● **Task to carry out**: Could you return every record below exactly as it is written?

┌────────

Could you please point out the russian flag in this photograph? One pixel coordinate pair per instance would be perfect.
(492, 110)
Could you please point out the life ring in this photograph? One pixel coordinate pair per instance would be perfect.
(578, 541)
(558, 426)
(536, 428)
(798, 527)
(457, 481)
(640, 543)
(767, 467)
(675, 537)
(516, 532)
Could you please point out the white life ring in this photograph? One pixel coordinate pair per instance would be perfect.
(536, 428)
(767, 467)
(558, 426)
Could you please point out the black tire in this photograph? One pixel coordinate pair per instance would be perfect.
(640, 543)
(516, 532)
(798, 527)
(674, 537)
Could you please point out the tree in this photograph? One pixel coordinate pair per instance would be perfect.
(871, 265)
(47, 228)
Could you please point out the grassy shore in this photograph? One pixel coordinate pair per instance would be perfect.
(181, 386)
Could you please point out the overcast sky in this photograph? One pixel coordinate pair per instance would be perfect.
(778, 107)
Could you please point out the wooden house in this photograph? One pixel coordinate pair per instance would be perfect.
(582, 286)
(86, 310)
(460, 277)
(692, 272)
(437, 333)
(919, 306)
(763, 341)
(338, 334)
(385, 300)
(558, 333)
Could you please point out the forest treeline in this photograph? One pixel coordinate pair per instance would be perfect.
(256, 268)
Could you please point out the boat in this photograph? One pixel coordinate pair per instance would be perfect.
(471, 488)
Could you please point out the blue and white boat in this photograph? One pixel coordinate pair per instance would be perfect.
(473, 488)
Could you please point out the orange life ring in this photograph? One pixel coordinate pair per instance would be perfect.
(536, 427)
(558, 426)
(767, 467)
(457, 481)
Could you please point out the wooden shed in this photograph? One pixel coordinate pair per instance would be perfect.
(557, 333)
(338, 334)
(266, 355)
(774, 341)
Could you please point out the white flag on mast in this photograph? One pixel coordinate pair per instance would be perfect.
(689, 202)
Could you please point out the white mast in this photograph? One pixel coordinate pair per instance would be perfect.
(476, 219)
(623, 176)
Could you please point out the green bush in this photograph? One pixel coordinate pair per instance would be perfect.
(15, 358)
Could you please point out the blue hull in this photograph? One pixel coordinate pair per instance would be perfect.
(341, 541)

└────────

● **Final answer**:
Could you please point out the russian flag in this photograph? One pixel coordinate pair per instance would be perfect.
(492, 110)
Could you please point out the life ring in this photograph? One pixel coordinate pair per instance would be perfect.
(578, 541)
(558, 426)
(536, 428)
(798, 527)
(457, 481)
(640, 543)
(767, 467)
(675, 537)
(516, 532)
Could you please point out the white life ring in this photograph? One pixel coordinate pair per instance would be perfect.
(536, 428)
(767, 467)
(558, 426)
Could you please point out the black tire in this photograph? One pixel coordinate pair per instance would be perfect.
(640, 543)
(516, 532)
(798, 527)
(674, 537)
Could you please point out the tree in this photograph? One pixel coordinate pair per instance would be perfect.
(871, 265)
(47, 228)
Could you please point out the grassy shore in this photograph? One pixel coordinate pair per instance would be perfect.
(181, 386)
Could you please point out the overcast sky in this photograph? One pixel coordinate pair per instance would be perfect.
(778, 107)
Could you please point out the wooden house in this photograph? One pixel coordinate pair per instance would be perfect.
(582, 286)
(86, 310)
(460, 277)
(692, 272)
(437, 333)
(919, 306)
(763, 341)
(338, 334)
(385, 300)
(558, 333)
Could you please point out the forest treeline in this photograph? One pixel coordinate pair per instance would be perfect.
(256, 268)
Could you please point out the boat in this photograph? One pixel coordinate pair per instance would be perfect.
(471, 488)
Could you please point out the blue and white boat in this photograph? One pixel coordinate pair per instance would be perfect.
(473, 488)
Could you please point out the orange life ring in this photograph? One pixel coordinate pair per instance would be perfect.
(536, 427)
(558, 426)
(767, 467)
(457, 481)
Could you please point out the wooden shed in this photograph? One pixel coordinate pair per instance would be perfect.
(557, 333)
(338, 334)
(266, 355)
(774, 341)
Could you please point out the white flag on mast in this photograph? One pixel coordinate pair per instance would be perfect.
(689, 202)
Could you please point out the white mast in this photograph? One pixel coordinate pair per instance would be perfect.
(476, 219)
(623, 176)
Could you please point out the green bush in this photograph? One pixel coordinate pair per instance would be perfect.
(15, 358)
Could you please point out the blue hull in this photograph? One pixel coordinate pair per instance would be perfect.
(341, 541)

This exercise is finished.